• ASSIGNED TASK: Only the number is wanted: state how many lines of the data below contain the word "necktie".

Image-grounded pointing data
+---+

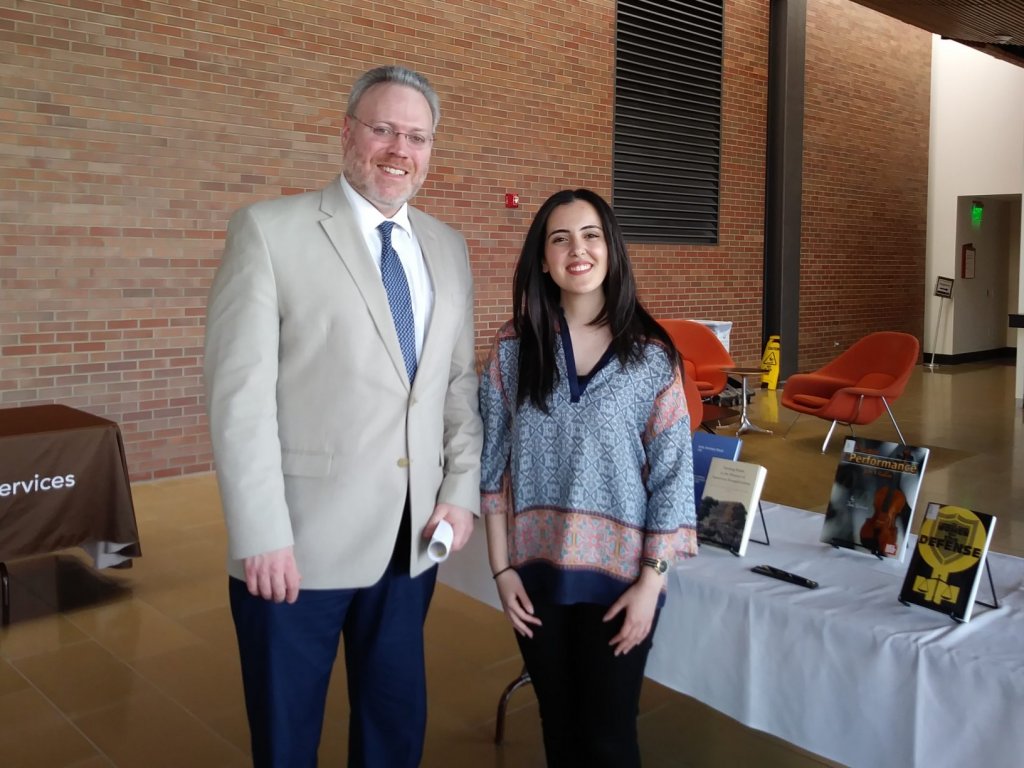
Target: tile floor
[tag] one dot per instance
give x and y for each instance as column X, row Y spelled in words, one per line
column 137, row 668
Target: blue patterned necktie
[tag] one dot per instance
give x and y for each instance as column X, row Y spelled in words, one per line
column 397, row 297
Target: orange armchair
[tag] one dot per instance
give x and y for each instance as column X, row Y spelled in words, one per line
column 857, row 386
column 704, row 356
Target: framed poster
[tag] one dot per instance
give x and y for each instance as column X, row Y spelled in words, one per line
column 967, row 260
column 944, row 287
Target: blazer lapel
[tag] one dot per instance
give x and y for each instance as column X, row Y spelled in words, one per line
column 340, row 225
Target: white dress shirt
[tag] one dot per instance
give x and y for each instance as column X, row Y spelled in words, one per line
column 403, row 241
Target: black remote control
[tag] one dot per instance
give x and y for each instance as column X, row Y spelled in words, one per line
column 785, row 576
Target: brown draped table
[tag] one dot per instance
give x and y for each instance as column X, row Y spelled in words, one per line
column 64, row 482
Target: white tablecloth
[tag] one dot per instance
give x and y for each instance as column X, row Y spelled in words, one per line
column 846, row 671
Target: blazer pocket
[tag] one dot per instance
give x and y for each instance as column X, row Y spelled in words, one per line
column 306, row 463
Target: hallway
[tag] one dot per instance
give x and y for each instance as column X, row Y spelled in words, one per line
column 138, row 669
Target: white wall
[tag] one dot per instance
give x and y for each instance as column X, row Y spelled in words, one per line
column 976, row 150
column 982, row 302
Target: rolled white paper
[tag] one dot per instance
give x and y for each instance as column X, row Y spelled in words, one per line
column 440, row 542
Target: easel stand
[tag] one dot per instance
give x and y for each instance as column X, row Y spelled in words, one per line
column 935, row 338
column 761, row 514
column 4, row 595
column 991, row 588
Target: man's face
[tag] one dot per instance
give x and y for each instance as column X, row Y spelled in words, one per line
column 388, row 170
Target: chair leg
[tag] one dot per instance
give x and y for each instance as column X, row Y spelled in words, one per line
column 503, row 704
column 824, row 445
column 893, row 420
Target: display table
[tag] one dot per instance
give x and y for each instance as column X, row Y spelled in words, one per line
column 846, row 671
column 64, row 482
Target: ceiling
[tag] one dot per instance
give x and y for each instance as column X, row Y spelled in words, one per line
column 995, row 27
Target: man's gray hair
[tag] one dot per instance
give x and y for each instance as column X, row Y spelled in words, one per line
column 398, row 76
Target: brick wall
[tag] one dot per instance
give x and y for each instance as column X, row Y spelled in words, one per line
column 130, row 129
column 865, row 178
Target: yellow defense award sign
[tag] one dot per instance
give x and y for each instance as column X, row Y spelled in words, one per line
column 946, row 565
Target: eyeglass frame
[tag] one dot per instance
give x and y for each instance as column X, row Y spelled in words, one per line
column 385, row 132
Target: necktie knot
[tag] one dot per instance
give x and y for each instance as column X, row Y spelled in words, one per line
column 398, row 298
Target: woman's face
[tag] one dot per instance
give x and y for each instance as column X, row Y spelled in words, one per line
column 576, row 252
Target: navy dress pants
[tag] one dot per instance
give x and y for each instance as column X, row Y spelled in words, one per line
column 589, row 697
column 288, row 651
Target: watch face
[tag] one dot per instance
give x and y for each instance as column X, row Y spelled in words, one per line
column 657, row 564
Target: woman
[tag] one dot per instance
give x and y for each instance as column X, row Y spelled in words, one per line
column 587, row 477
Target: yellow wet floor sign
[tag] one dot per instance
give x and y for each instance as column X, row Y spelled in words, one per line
column 770, row 363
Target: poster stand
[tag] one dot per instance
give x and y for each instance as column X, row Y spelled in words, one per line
column 944, row 290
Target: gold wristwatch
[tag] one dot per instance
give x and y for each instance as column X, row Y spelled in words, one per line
column 659, row 566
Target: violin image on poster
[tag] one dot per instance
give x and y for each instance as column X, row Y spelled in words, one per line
column 879, row 532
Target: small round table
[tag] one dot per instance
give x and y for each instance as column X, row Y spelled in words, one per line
column 745, row 425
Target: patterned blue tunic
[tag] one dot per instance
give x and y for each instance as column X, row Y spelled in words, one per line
column 603, row 479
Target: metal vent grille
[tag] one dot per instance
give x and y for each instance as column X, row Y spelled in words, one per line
column 668, row 120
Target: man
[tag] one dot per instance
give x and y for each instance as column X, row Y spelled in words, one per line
column 343, row 413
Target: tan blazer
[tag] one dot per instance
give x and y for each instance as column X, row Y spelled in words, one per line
column 316, row 435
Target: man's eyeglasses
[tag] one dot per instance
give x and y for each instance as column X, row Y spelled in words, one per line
column 386, row 133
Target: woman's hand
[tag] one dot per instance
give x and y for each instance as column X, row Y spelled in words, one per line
column 639, row 602
column 516, row 602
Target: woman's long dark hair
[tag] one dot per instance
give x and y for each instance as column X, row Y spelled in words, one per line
column 536, row 300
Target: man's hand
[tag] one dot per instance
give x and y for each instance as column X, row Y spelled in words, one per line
column 460, row 519
column 273, row 576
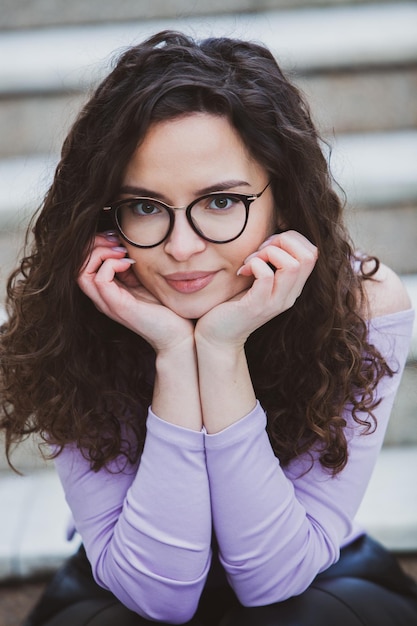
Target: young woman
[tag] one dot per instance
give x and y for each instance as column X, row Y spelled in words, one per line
column 211, row 364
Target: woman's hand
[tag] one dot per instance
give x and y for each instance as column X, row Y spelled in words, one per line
column 108, row 280
column 280, row 267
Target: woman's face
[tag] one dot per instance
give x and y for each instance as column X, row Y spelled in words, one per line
column 178, row 161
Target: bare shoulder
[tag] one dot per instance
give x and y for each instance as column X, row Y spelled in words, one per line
column 386, row 293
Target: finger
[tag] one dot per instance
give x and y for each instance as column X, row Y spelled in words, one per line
column 272, row 258
column 99, row 254
column 287, row 239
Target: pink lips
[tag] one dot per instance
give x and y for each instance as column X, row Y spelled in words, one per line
column 189, row 282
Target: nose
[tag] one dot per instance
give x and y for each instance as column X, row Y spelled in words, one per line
column 183, row 242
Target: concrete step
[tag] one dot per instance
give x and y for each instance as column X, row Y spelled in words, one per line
column 357, row 65
column 308, row 39
column 350, row 101
column 376, row 170
column 33, row 533
column 58, row 12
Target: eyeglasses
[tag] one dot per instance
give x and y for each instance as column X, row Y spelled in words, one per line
column 217, row 217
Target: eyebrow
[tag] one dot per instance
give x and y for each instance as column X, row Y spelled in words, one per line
column 218, row 187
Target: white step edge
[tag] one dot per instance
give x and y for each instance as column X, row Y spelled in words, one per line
column 389, row 508
column 33, row 525
column 372, row 168
column 33, row 534
column 305, row 38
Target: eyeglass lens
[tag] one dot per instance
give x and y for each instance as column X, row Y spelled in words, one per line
column 217, row 217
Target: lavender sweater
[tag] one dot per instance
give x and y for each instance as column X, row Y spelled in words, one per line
column 147, row 530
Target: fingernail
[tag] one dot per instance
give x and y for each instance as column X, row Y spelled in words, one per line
column 248, row 258
column 111, row 235
column 131, row 261
column 266, row 242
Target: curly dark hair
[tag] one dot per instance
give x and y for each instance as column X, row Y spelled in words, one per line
column 73, row 375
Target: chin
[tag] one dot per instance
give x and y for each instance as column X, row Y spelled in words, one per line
column 191, row 310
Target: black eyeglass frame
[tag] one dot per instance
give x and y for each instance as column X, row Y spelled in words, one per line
column 246, row 199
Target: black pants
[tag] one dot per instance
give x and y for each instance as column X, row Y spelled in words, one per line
column 366, row 587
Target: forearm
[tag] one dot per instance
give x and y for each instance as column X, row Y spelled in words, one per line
column 226, row 389
column 147, row 533
column 176, row 397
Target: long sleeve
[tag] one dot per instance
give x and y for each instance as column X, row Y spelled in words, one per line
column 278, row 528
column 146, row 530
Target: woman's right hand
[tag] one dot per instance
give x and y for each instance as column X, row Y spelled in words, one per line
column 108, row 280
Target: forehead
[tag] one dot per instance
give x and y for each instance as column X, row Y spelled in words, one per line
column 198, row 149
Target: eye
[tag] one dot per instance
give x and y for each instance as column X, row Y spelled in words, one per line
column 221, row 203
column 143, row 208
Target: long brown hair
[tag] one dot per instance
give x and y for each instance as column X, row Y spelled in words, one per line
column 73, row 375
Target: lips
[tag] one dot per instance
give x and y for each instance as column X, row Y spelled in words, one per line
column 189, row 282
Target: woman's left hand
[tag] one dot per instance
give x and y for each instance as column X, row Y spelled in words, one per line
column 280, row 267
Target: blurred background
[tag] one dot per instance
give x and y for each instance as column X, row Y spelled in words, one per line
column 357, row 64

+---+

• EXERCISE ANSWER: 2